>>

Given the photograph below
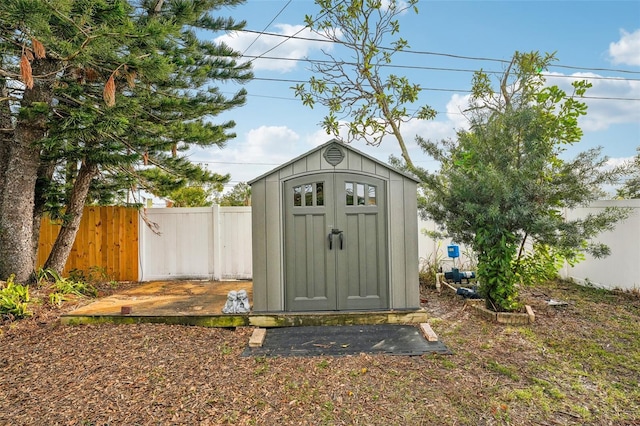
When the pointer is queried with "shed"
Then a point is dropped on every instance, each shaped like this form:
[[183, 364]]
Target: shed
[[334, 230]]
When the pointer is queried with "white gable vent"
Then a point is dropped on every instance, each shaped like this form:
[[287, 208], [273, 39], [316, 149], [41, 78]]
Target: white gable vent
[[334, 155]]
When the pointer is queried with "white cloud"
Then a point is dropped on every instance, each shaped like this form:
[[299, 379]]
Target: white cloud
[[287, 50], [603, 113], [626, 51]]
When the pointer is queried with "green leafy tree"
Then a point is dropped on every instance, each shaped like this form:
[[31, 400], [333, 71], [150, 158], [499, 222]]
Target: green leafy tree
[[503, 183], [93, 92], [631, 188], [240, 195], [359, 91]]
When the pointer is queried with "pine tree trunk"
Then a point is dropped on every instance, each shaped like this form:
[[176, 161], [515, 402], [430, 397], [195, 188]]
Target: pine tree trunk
[[45, 174], [21, 160], [63, 244]]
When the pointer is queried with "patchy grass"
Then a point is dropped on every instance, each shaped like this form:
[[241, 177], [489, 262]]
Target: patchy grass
[[577, 364]]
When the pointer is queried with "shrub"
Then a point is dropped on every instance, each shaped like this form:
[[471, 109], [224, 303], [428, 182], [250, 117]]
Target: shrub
[[14, 299]]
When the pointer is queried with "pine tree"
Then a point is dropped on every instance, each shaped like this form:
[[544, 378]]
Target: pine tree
[[96, 91]]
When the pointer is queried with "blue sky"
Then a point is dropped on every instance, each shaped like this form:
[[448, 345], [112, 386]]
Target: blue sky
[[598, 38]]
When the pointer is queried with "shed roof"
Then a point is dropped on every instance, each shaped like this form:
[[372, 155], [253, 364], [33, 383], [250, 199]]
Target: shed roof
[[343, 145]]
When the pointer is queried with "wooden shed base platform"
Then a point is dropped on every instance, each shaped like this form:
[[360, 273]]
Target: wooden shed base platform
[[200, 303]]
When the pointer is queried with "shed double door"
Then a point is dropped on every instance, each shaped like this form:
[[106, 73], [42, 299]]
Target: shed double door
[[335, 243]]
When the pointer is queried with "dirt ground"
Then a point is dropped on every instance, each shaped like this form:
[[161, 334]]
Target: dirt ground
[[578, 364]]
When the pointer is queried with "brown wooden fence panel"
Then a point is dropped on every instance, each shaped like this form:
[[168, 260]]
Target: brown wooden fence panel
[[107, 241]]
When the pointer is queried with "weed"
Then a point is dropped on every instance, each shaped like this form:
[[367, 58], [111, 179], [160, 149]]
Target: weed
[[503, 369], [14, 299], [323, 364]]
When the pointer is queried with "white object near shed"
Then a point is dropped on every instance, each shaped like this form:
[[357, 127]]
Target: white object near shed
[[334, 230]]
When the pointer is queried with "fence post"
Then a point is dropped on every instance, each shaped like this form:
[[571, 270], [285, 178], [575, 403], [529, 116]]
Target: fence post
[[216, 242]]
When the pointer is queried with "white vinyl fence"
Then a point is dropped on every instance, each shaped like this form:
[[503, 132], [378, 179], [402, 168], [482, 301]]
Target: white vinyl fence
[[205, 243], [621, 269], [214, 243]]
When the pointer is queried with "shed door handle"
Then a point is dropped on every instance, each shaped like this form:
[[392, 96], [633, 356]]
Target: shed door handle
[[333, 232]]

<<

- **Goal of the exercise**: Can you render the records as a Markdown table with the columns "Row" and "Line," starting at the first line of the records and ending at the line that contains "[[577, 364]]", with both of those lines included? Number each row, skip blank lines, and leave the pictures out.

- **Written reply**:
| Row | Line |
|---|---|
| 1 | Given the photograph below |
| 2 | When the pointer is queried with "shed" |
| 3 | Then a point is dropped on every instance, each shaped like this form: |
| 4 | [[183, 364]] |
| 5 | Target: shed |
| 6 | [[334, 230]] |
| 7 | When the pointer is queried with "white gable vent" |
| 8 | Then a point is dropped on every instance, each shaped like this form: |
| 9 | [[287, 208], [273, 39], [316, 149], [41, 78]] |
| 10 | Target: white gable vent |
| 11 | [[334, 155]] |
| 12 | When the pointer is queried with "white cloud" |
| 13 | Then a point is dropped on every instance, each shaped like this form: |
| 14 | [[299, 379]] |
| 15 | Target: white cloud |
| 16 | [[287, 50], [603, 113], [626, 51]] |
| 17 | When the pointer is queried with "green leafy tree" |
| 18 | Then a point is dropped on every instance, each shaped like this form: |
| 19 | [[31, 400], [333, 71], [150, 158], [499, 222]] |
| 20 | Target: green leafy tree |
| 21 | [[503, 183], [93, 92], [631, 188], [240, 195], [359, 91]] |
| 22 | When the pointer is queried with "pine tree trunk" |
| 23 | Then a point is dropped on every instance, each shaped like this form: |
| 24 | [[176, 161], [515, 402], [430, 397], [195, 188]] |
| 25 | Target: pine tree trunk |
| 26 | [[45, 174], [21, 160], [63, 244]] |
| 27 | When the pointer is queried with "patchy grass" |
| 28 | Then a point is dropped on every instance, each shaped like this form: |
| 29 | [[241, 177], [489, 262]] |
| 30 | Target: patchy grass |
| 31 | [[577, 364]] |